> **Challenges**
1. In the podcast transcript below, what does the opening say the podcast aims to help listeners increase? List each item.
2. Translate this sentence from the podcast transcript below into Spanish: "As we get started today, I want to encourage you to visit Maxwellleadership.com/podcast."

Welcome to the Maxwell Leadership Executive Podcast, where our goal is to help you increase your reputation as a leader, increase your ability to influence others, and increase your ability to fully engage your team to deliver remarkable results. Hi, I’m Perry Holley, a Maxwell leadership facilitator and coach.

Chris Goede:

And I’m Chris Goede, executive vice president with Maxwell Leadership. Welcome, and thank you for joining. As we get started today, I want to encourage you to visit Maxwellleadership.com/podcast. There you can find out more about the five levels of leadership, which is really the basis of everything that we do in the corporate training consulting coaching side of our business and is what this podcast was really formed off of the methodology that John created so many years ago. And so if you’re interested to learn more about that model, how it can help your team, I want to encourage you to go there, fill out a form. And or if you have a question for us or a comment we would love to hear from you. Well, today’s topic, I’m…

Perry Holley:

It’s not a topic it’s an event.

Chris Goede:

Yeah, I’m going to stop real quick. The first thing I want to do is just say, thank you. Man, you for helping drive 200, our production team with Jake and them and getting us to 200. This topic is real. The topic today is podcast number 200. And then, we’re going to talk about five lessons that we learned. And so I love what you did right there. I just set up the stage of saying, hey, this is about the five levels of leadership, and you got five lessons.

Perry Holley:

I love that. I’m proud of you.

Chris Goede:

It took you 200 episodes to do this, but I’m proud of you for doing this.

Perry Holley:

Got five in there, again. I knew you would appreciate that, and I appreciate your partnership in this. It’s been, like you said, we started and thought, well, after we covered the first five levels, that was podcast number six, what are we going to do now? And we’ve just had the most fun. It’s been a great learning experience. And we have learned a ton. I thought that’s where I would go today was some lessons that we’ve learned in doing the podcast that I think apply to every leader.

> **Available data**
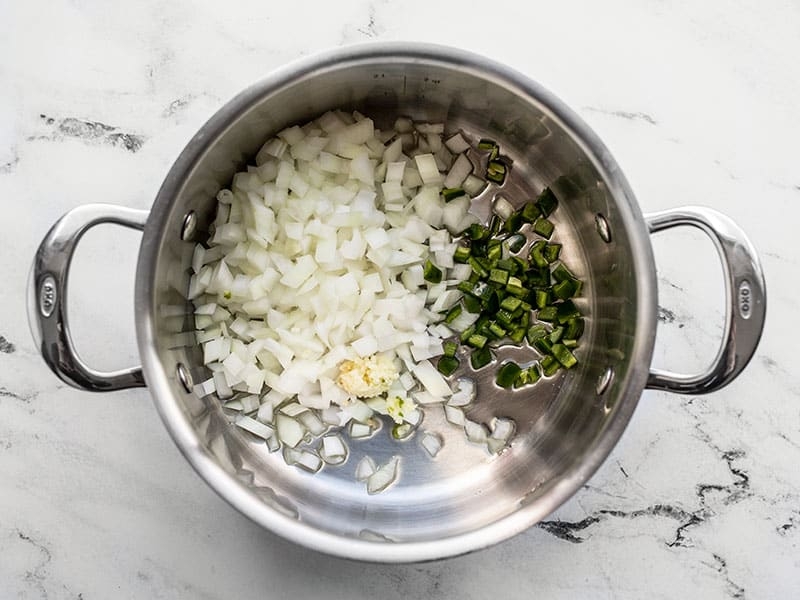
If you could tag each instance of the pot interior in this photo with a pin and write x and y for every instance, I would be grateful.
(565, 426)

> **Task-by-task solutions**
1.
- Your reputation as a leader
- Your ability to influence others
- Your ability to fully engage your team to deliver remarkable results

2. Al comenzar hoy, quiero animarlos a visitar Maxwellleadership.com/podcast.